Görev Tanımı
Verilen metinde Arkadya nasıl tanımlanıyor? Lütfen tek cümleyle yazın.

Verilen Metin
= = = = = = =
İyi günler sevgili okuyucu.
Doğup büyüyüp yetişkin yaşa geldiğimizde hepimizin hayali üç aşağı beş yukarı benzer olmaya başlıyor. Düzenli, sakin, huzurlu, mutlu ve sağlık içinde bir yaşam özlüyoruz. Bunu düzenli ve sürdürülebilir kılmak için bir yandan hayat arkadaşlarımızı seçiyor bir yandan da yaşayacağımız yeri belirliyoruz. Yaşadığımız yer: Ülke, şehir, köy ya da kasaba…
Hepimiz yaşadığımız yerin ARKADYA’mız (*) olmasını hayal ediyoruz. ( ARKADYA: eski Yunan’da sade ve mutlu bir ırkın yaşadığı rivayet edilen dağlık bir ülke. Asude bir kırsal alan.)
Bunun için beklentimiz çok açık. Huzur ve güven içinde dolaşabileceğimiz, oksijeni ciğerlerimize alabileceğimiz, yeşil, yaşanabilir bir kent. Bol yeşil alan, çocuk ve yetişkin parkları, ağaç, bitki, hayvan popülasyonu ve tabi ki sağlık. Eski Yunan’da bile böyle yerler hayal edilmiş, var sayılmış ve mitolojiye Arkadya olarak giren cennet mekanlar tasarlanmış.
= = = = = = =
Sağlanan Veriler
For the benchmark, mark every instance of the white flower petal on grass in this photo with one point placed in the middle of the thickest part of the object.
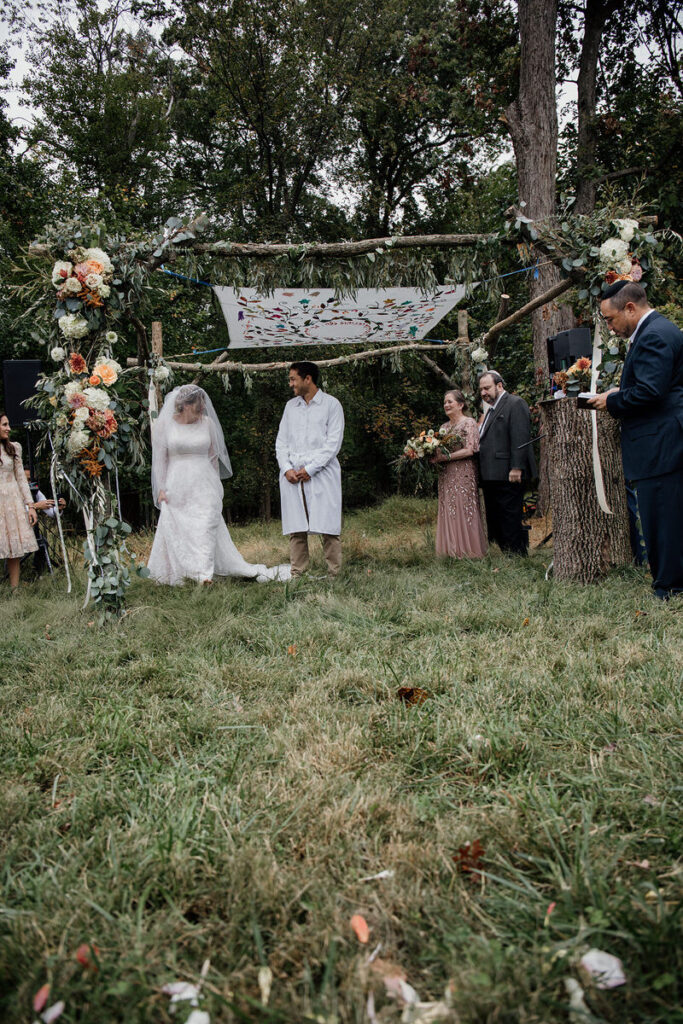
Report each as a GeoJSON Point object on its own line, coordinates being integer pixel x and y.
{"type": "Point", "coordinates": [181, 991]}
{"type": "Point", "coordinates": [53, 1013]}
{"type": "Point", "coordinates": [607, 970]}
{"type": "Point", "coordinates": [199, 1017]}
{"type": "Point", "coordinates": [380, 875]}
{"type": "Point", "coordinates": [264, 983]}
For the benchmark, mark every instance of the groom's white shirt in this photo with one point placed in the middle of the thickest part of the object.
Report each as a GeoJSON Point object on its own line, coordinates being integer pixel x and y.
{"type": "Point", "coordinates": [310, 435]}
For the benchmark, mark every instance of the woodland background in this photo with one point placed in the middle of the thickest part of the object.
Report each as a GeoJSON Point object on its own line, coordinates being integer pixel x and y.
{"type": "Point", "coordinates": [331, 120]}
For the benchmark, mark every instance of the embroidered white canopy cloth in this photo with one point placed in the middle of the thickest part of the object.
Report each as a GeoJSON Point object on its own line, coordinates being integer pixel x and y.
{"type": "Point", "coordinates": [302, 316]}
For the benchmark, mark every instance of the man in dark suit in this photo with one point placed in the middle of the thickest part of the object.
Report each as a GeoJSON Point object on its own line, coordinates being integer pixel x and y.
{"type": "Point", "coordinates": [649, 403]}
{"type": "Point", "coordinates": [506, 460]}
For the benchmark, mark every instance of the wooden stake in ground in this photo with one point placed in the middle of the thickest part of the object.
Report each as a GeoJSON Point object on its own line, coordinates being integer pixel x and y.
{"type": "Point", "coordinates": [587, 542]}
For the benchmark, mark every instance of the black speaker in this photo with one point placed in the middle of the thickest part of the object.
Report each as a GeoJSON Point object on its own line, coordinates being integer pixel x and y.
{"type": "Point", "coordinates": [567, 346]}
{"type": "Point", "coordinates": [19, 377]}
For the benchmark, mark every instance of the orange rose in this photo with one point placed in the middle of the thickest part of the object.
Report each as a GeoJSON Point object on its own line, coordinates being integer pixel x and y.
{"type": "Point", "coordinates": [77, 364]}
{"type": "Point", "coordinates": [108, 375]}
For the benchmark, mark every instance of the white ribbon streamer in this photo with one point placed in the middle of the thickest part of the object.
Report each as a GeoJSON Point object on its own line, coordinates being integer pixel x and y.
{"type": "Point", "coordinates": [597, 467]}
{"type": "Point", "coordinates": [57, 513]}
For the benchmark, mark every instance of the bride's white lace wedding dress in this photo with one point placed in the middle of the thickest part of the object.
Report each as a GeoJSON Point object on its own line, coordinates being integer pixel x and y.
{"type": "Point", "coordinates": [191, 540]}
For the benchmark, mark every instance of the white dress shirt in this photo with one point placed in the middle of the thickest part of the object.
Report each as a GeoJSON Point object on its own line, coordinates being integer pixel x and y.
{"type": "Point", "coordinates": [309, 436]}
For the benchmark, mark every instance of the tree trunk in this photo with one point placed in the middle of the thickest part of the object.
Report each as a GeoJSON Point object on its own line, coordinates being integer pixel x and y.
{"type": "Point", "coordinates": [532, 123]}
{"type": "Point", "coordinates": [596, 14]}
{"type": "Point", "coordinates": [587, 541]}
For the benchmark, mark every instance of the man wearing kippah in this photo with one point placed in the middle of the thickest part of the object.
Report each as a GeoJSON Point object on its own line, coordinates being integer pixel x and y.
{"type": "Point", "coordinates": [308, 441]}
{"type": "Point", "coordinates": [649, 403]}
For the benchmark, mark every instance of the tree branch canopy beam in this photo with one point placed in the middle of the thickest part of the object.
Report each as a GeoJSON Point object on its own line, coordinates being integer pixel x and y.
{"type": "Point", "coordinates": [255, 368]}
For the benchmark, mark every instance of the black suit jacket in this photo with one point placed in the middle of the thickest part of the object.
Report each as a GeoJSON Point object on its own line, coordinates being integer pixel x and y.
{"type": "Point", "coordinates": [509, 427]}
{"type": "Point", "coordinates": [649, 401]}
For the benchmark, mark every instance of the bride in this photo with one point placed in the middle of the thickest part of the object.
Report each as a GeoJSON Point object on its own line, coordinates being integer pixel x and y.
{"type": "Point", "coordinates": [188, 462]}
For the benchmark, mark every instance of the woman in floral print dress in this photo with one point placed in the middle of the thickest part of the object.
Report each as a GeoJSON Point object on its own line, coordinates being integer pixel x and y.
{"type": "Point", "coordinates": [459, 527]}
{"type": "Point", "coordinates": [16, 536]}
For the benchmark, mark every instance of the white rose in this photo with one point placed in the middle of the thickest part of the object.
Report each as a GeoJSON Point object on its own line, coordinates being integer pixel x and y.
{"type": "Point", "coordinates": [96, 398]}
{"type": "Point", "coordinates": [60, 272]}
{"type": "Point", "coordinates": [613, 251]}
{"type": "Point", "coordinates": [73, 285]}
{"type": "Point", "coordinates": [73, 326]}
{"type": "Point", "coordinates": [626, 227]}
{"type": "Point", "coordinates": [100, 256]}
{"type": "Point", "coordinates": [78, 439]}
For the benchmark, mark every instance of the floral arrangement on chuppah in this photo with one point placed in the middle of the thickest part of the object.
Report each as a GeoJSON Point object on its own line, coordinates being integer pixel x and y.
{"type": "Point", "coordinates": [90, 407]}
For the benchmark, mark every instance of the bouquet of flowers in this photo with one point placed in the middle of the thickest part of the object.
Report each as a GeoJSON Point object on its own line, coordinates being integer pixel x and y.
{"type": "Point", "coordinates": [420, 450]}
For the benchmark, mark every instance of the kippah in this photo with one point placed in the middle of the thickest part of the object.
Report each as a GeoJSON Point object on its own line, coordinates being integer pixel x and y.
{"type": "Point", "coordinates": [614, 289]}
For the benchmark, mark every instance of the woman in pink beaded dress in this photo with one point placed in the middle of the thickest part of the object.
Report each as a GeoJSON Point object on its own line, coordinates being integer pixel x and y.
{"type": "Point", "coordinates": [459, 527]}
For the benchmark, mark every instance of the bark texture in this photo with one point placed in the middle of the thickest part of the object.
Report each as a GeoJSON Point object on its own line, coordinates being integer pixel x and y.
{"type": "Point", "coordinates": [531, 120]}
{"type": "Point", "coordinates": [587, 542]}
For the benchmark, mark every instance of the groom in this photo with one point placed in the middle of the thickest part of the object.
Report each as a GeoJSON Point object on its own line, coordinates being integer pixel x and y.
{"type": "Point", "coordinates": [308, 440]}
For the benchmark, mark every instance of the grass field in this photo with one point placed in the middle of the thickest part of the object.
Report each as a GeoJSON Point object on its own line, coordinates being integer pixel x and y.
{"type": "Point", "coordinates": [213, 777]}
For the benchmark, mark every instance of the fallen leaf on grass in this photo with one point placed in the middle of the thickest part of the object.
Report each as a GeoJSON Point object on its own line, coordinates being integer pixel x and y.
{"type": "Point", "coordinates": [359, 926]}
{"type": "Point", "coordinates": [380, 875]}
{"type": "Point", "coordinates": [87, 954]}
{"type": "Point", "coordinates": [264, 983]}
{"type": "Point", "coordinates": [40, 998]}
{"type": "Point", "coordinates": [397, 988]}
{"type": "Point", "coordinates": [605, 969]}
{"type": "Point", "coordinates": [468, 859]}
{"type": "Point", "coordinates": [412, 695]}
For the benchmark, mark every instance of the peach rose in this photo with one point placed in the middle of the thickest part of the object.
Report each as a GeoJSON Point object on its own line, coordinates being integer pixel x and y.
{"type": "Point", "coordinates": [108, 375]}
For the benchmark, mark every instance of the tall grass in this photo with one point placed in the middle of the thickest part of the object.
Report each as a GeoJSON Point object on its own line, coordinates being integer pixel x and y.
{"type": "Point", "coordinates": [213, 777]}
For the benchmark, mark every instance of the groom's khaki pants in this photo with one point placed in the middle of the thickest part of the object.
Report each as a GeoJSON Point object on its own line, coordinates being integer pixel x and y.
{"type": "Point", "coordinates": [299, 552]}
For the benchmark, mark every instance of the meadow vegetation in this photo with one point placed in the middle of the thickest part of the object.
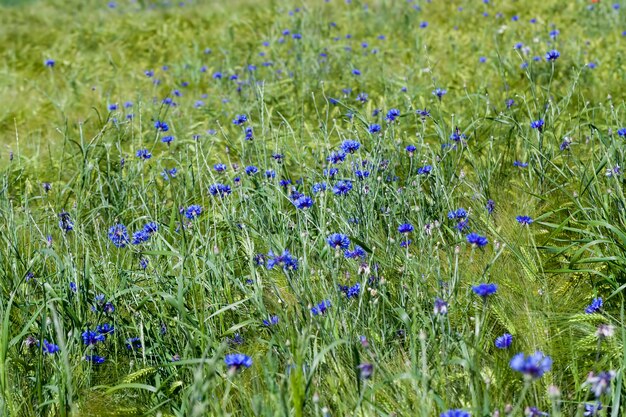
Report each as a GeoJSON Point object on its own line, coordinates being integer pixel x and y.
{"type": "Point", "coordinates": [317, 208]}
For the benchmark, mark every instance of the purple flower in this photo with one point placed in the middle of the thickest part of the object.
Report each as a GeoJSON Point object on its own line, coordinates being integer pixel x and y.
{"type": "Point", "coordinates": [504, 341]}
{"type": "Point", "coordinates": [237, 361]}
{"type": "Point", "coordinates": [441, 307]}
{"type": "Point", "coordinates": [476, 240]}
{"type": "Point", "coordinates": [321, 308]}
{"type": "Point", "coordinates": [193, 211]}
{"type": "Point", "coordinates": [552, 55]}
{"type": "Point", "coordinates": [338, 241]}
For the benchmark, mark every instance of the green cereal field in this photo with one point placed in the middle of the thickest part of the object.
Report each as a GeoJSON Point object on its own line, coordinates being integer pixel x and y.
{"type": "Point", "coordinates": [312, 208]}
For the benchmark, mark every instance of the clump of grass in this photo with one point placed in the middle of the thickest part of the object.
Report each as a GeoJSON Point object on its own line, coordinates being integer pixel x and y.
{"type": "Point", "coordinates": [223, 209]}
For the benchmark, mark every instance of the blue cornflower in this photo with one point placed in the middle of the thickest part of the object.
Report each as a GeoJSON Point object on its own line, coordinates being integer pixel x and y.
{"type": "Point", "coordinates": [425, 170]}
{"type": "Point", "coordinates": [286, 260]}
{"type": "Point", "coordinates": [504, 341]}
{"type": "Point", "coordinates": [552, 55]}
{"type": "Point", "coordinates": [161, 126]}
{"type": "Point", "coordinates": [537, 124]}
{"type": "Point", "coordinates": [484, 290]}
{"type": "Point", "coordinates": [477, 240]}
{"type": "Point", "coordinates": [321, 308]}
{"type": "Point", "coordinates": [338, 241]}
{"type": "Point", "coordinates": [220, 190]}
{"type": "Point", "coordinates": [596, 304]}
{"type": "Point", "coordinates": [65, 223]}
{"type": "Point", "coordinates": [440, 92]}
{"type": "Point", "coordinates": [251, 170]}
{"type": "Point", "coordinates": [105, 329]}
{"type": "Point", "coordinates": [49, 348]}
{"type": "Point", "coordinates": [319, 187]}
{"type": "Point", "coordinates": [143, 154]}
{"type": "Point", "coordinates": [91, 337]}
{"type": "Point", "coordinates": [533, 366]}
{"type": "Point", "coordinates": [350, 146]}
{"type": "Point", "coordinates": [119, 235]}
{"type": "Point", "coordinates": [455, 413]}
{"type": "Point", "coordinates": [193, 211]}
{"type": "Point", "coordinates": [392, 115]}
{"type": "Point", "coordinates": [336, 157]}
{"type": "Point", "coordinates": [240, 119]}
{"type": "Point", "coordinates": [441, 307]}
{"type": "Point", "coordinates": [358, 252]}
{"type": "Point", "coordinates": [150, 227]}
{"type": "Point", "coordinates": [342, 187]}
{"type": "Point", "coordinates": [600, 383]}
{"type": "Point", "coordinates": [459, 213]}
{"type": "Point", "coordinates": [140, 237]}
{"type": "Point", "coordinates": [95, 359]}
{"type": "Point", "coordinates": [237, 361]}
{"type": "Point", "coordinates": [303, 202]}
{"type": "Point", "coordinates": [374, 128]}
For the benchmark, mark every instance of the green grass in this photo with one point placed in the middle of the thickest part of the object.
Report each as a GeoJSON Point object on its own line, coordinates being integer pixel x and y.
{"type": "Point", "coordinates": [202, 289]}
= = = = = = =
Alıştırmanın Cevabı
Eski Yunan'da sade ve mutlu bir ırkın yaşadığı rivayet edilen dağlık bir ülke, asude bir kırsal alan.